## Excerpt to read
Both providers consume the same provider-independent intermediate representation produced once from the GINQ AST, so the difficult work — understanding GINQ semantics — is done a single time, and each provider only renders the "last mile." The feature is strictly additive and opt-in: the collection provider remains the default and is unchanged.
Motivation
GINQ users routinely query data that originates in a database. Today they have two
awkward choices: materialise rows into collections (for example with
groovy.sql.Sql.rows()) and then query the collections with GINQ — which pulls entire
tables across the wire and discards the database’s indexes and query planner — or
abandon GINQ and hand-write SQL, losing GINQ’s compile-time checked, uniform, and
composable syntax. Neither is satisfying.
The relational backend closes this gap. The motivating insight is the same one behind C#'s LINQ: a query language should be independent of its execution engine. LINQ-to-Objects and LINQ-to-SQL share one surface syntax and differ only in the provider that executes it. GINQ already has the architectural seam for this — a pluggable code generator selected per query — but ships only the in-memory generator. This GEP fills in the relational half.
The concrete benefits:
-
Push-down.
where,join,groupby, aggregation, andlimitexecute inside the database, using its indexes and optimiser, returning only the rows the query actually needs. -
One syntax, two worlds. The same query can target a collection during testing and a database in production, with the provider as the only difference.
-
Composability preserved. Results come back as a
Queryable, so further GINQ operations and ordinary Groovy collection methods continue to work on the result. -
Zero-dependency floor, optional ceiling. The native provider guarantees a fully ASL2, dependency-free baseline; JOOQ is an opt-in upgrade for teams that need broad dialect coverage.
Design principles
-
Same syntax, different execution. The GINQ surface language does not change. A query becomes a database query purely by selecting a provider. No new query keywords are introduced by this GEP.
-
Zero-dependency core. The native provider depends only on
groovy-sql. Every feature it offers is available under ASL2 with no third-party runtime dependency. JOOQ is strictly optional. -
Translate cleanly, or refuse clearly. Expressions that have a faithful SQL meaning are translated; expressions that do not are either pushed to an in-memory fallback (mixed mode) or rejected at compile time with a precise, actionable error — never silently mis-executed.
-
Safe by construction. Literals and captured variables always become bound statement parameters. SQL text is never assembled by string concatenation of user values. SQL injection is structurally impossible.
-
Render once, reuse everywhere. The GINQ AST is walked into a provider-independent intermediate model exactly once; providers differ only in how they render that model.

## What you will do
**A.** Transcribe the excerpt on GINQ's relational backend from "Both providers consume" up to and including "Neither is satisfying.".
**B.** Write the next part of the excerpt on GINQ's relational backend, starting after its last sentence.
The listing that comes next is from a separate source and has no connection to the GINQ excerpt above.

## Recorded data

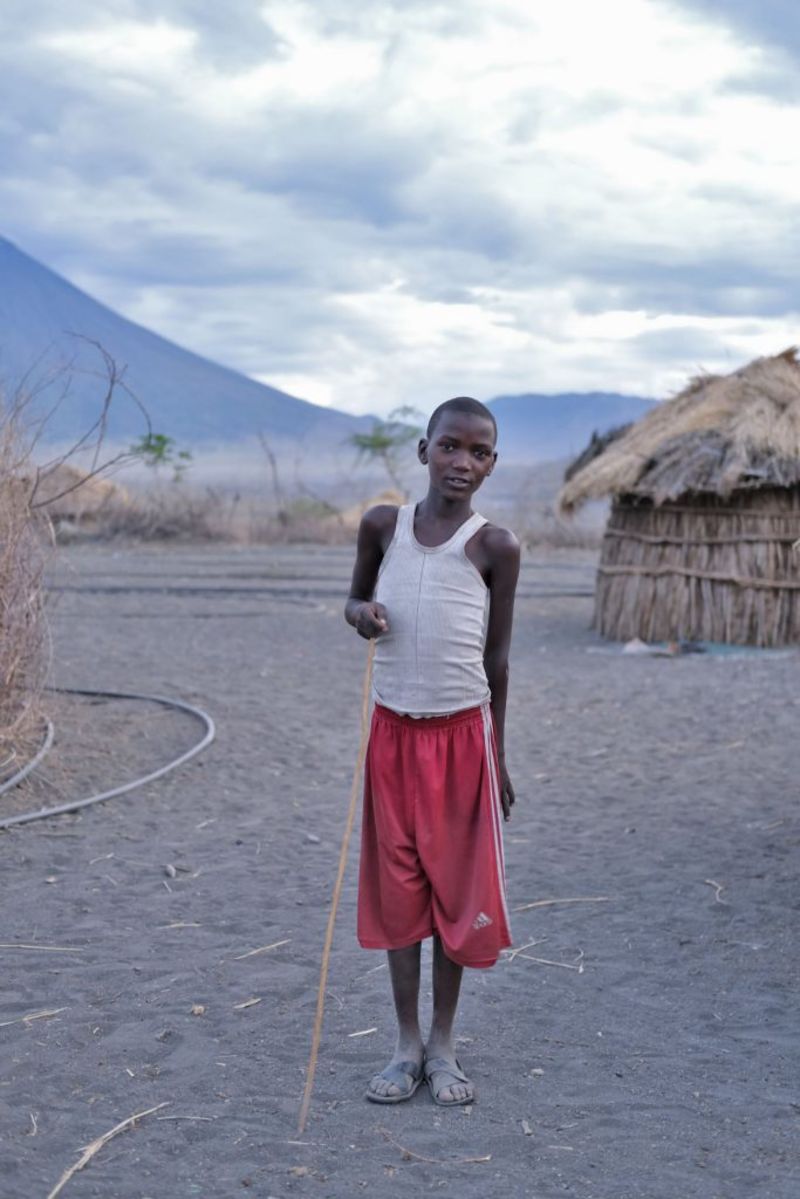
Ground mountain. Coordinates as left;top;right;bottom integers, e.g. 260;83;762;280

## The results
**A.**
Both providers consume the same provider-independent intermediate representation produced once from the GINQ AST, so the difficult work — understanding GINQ semantics — is done a single time, and each provider only renders the "last mile." The feature is strictly additive and opt-in: the collection provider remains the default and is unchanged.
Motivation
GINQ users routinely query data that originates in a database. Today they have two
awkward choices: materialise rows into collections (for example with
groovy.sql.Sql.rows()) and then query the collections with GINQ — which pulls entire
tables across the wire and discards the database’s indexes and query planner — or
abandon GINQ and hand-write SQL, losing GINQ’s compile-time checked, uniform, and
composable syntax. Neither is satisfying.

**B.**
-
Additive and opt-in. The collection provider remains the default. Existing GINQ code, semantics, and performance are untouched.
Background: how GINQ executes today
This section is self-contained so the proposal can be read without external references. A
GINQ query is written as a closure passed to the GQ/GQL macros or attached to a method
via the @GQ annotation:
def result = GQ {
from p in persons
join c in cities on p.cityId == c.id
where p.age >= 18
groupby c.name into g
having g.count() > 1
orderby c.name
select c.name, g.count() as people, g.avg(p -> p.age) as avgAge
}
Compilation proceeds through three stages, the first two of which are provider-independent:
-
Parsing. A builder walks the closure’s AST and produces a structured
GinqExpressiontree — a faithful, typed model of the clauses (from,join/on,where,groupby,having,orderby,limit,select, and the set-operation keywordsunion,unionall,intersect,minus). -
Optimisation. An optional optimiser rewrites the
GinqExpressionfor efficiency (for example predicate push-down between joins). Still provider-independent. -
Code generation. A visitor walks the optimised
GinqExpressionand emits executable Groovy AST. This is the pluggable step. The shipped collection visitor generates a fluent chain ofQueryablecalls (from(…).where(…).groupByInto(…).select(…)) that execute in memory.
Two existing facts make a relational backend natural:
-
The visitor is already selectable per query. The
astWalkerconfiguration key names the visitor class, so alternative code generators are a supported extension point rather than a new concept. -
Grouping already has a clean model. The
groupby … into gform binds a first-class group object (aGroupResult) supportingg.count(),g.sum(…),g.avg(…), key access viag.key/g["name"], and so on. This maps directly onto SQLGROUP BYwith aggregate functions, with none of the implicit-variable rewriting the classicgroupbyform requires.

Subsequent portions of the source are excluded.